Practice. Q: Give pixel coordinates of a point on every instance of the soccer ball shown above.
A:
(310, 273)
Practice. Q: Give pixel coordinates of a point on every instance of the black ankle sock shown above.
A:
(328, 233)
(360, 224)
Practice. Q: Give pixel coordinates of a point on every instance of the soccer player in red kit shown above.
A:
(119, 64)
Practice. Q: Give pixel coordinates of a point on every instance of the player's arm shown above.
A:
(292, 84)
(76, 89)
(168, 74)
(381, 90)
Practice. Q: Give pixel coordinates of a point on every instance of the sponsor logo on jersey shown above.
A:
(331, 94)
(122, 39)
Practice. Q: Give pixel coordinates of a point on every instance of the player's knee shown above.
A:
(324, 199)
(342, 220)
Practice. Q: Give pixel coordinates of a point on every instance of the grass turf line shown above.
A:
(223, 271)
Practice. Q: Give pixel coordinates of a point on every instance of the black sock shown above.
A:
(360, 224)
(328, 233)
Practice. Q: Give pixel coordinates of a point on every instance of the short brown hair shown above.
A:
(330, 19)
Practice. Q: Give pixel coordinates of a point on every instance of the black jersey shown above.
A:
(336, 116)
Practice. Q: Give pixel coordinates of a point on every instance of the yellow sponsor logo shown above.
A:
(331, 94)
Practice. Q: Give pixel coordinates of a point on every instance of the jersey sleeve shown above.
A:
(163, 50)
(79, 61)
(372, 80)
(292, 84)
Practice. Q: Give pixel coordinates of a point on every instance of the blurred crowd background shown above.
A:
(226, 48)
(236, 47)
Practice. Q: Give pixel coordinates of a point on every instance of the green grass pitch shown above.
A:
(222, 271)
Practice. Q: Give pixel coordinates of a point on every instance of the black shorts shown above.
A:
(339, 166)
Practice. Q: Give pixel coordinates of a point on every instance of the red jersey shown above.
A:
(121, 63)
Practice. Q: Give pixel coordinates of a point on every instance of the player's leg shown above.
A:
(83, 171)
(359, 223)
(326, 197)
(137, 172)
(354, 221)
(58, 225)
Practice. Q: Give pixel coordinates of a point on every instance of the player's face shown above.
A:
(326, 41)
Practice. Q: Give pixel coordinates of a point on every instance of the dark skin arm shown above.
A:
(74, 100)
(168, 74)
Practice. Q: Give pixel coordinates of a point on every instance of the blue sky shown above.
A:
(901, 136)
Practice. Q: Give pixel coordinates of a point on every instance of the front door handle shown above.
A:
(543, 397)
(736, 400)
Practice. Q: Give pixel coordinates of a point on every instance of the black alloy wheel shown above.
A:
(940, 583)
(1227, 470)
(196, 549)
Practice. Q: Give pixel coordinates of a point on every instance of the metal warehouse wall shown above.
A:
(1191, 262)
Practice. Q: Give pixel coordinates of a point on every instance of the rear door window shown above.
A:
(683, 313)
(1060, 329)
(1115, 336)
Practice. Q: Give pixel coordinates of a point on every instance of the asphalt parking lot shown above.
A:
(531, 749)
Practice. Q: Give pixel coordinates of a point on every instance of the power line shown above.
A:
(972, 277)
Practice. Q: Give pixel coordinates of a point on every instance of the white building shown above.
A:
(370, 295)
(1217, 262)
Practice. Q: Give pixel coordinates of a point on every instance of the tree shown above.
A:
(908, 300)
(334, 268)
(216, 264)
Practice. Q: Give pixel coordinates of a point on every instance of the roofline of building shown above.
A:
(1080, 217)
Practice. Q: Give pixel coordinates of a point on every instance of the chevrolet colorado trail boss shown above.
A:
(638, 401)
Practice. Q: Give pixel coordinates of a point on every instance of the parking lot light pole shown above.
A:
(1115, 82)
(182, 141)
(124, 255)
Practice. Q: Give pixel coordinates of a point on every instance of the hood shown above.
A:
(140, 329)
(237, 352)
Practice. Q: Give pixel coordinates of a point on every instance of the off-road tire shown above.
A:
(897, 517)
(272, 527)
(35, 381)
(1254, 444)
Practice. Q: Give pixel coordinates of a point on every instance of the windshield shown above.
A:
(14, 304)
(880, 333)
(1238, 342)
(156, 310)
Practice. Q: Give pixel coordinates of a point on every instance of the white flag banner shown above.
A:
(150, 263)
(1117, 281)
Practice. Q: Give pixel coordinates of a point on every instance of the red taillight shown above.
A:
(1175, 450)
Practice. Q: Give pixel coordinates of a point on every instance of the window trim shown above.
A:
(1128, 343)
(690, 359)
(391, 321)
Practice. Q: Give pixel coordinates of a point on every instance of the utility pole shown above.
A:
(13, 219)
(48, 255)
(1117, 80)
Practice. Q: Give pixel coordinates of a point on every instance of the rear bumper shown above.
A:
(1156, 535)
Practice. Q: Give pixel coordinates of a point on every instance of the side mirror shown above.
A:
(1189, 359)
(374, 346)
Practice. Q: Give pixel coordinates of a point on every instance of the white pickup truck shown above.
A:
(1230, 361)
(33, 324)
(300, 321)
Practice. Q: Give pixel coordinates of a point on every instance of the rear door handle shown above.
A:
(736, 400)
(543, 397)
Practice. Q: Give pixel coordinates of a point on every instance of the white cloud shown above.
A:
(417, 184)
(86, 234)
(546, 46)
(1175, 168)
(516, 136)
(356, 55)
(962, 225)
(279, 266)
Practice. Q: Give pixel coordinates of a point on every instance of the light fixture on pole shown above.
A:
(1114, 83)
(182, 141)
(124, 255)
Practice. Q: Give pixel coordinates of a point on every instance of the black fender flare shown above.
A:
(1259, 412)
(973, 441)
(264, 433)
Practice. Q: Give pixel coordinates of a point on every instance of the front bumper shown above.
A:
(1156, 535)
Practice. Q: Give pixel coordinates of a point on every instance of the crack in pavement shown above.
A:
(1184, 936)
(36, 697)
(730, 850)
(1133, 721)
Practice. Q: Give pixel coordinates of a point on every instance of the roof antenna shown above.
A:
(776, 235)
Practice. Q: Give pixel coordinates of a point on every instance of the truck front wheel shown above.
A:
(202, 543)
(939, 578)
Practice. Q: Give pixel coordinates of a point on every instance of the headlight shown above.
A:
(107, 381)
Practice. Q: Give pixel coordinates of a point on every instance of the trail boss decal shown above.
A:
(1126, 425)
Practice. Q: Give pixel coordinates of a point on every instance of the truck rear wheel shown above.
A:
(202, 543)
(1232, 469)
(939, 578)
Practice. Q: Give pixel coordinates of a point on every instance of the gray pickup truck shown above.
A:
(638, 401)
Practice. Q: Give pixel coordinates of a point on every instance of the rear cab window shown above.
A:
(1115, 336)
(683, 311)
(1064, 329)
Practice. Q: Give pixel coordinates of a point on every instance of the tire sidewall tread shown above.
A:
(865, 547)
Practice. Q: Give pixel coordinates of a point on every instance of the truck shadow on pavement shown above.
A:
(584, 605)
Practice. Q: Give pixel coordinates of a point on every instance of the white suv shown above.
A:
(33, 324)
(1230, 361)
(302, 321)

....

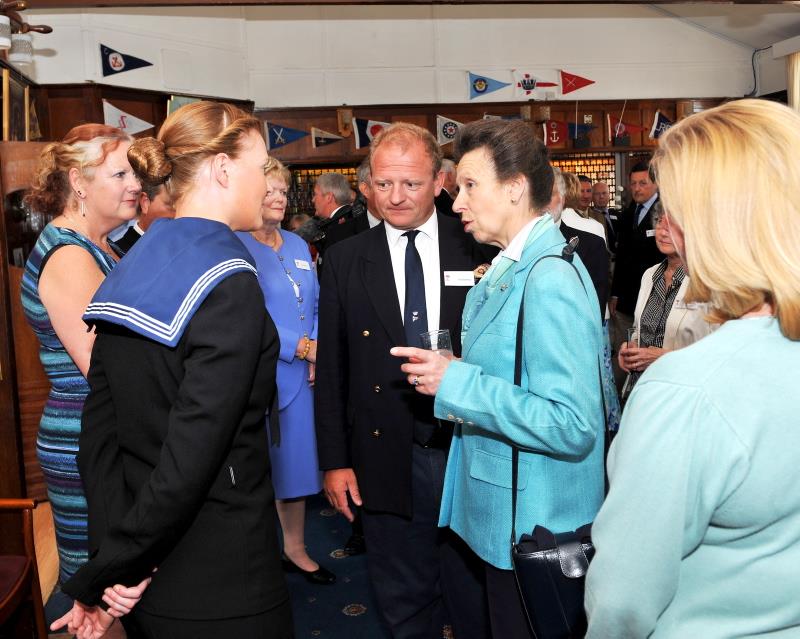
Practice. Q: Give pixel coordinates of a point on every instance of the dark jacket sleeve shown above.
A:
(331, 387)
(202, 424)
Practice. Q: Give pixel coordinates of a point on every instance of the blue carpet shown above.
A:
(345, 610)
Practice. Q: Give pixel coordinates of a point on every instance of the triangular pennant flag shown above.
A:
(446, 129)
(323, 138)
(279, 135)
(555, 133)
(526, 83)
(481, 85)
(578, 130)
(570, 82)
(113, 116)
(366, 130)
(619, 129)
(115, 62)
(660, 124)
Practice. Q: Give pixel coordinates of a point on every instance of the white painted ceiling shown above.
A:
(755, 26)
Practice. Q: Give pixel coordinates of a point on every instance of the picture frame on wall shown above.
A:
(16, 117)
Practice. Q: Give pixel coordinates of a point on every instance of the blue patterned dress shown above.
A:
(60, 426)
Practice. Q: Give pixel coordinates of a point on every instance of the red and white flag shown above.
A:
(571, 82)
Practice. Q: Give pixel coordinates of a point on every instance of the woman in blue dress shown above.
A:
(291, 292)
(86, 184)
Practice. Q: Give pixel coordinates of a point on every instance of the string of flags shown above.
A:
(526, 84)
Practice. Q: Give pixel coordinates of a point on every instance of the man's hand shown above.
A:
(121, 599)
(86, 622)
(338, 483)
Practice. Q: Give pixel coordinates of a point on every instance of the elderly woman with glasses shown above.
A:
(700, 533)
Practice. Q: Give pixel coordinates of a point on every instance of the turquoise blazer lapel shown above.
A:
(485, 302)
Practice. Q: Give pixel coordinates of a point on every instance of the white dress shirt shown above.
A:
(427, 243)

....

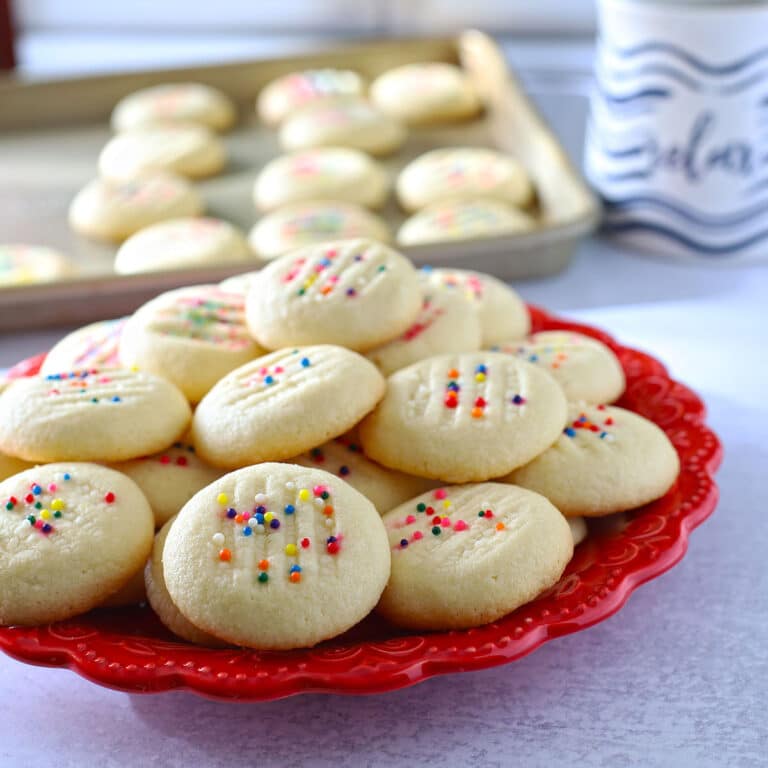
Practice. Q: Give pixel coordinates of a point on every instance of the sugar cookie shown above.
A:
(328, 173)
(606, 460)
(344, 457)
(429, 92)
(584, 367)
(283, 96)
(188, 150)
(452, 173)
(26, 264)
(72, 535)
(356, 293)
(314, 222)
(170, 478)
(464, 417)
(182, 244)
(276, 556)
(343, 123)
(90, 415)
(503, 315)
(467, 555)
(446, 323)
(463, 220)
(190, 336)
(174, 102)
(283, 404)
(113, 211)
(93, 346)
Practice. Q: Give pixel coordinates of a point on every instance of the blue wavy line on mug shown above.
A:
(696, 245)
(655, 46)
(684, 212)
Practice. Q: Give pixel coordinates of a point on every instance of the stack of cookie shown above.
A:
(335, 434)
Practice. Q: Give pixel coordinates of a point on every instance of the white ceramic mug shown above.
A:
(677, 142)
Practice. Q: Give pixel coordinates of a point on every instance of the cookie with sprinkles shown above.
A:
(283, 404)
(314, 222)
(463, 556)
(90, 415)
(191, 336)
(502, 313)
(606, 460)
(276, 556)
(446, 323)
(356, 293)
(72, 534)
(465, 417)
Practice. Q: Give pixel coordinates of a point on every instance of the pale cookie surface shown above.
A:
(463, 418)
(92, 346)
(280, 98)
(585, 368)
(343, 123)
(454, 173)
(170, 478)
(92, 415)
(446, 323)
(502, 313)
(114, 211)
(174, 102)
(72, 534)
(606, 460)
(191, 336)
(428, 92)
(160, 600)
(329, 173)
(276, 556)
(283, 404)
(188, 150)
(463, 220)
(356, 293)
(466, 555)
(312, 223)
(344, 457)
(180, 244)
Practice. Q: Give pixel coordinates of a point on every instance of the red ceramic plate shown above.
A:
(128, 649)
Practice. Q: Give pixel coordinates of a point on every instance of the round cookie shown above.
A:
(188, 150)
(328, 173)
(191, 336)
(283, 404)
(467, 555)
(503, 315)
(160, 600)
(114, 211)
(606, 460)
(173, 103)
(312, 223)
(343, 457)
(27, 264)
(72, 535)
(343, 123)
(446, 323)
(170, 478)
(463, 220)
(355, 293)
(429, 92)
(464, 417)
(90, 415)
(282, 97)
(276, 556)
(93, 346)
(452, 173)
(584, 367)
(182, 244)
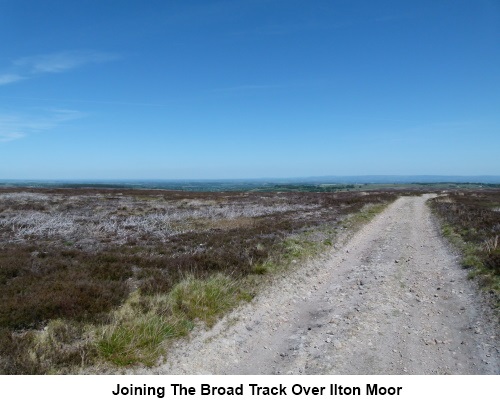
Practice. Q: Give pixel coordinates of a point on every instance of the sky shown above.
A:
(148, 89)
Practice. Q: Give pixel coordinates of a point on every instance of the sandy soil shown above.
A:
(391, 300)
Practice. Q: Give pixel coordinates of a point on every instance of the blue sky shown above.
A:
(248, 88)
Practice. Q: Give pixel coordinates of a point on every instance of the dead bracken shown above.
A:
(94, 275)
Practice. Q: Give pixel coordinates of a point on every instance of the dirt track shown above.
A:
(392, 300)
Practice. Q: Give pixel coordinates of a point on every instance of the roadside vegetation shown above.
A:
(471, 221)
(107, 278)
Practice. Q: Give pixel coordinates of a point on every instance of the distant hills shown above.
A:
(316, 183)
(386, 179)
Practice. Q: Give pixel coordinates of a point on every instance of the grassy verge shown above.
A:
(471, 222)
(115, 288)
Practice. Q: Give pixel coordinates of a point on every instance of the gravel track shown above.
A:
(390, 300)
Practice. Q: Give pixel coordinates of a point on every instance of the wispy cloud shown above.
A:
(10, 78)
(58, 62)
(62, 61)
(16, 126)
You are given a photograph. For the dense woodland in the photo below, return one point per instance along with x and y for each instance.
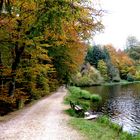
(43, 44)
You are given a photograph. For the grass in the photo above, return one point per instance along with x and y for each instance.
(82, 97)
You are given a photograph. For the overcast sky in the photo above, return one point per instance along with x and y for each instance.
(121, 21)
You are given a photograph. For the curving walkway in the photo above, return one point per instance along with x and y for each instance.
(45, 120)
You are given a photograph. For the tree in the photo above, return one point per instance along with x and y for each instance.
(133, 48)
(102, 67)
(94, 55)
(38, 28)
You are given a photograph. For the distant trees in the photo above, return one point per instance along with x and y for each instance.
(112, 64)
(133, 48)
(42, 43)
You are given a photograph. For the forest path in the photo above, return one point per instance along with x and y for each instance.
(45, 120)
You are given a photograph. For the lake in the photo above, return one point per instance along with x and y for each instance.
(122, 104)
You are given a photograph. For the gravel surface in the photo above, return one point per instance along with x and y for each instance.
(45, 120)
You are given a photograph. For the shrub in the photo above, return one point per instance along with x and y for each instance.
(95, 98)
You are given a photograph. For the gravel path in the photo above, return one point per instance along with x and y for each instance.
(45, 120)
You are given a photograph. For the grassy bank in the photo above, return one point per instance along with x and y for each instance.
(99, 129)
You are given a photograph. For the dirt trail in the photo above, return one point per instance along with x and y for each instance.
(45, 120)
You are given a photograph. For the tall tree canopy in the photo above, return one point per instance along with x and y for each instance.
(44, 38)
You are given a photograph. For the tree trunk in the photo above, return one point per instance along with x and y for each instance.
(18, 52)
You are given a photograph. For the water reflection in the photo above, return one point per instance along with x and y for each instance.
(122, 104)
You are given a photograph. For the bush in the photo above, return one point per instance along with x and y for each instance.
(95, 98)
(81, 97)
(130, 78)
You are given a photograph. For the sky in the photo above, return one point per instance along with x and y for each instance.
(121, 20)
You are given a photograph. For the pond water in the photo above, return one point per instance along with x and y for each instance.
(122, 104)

....

--- REQUIREMENT ---
Your answer should be one number: how many lines above contain "window".

--- EXERCISE RESULT ---
3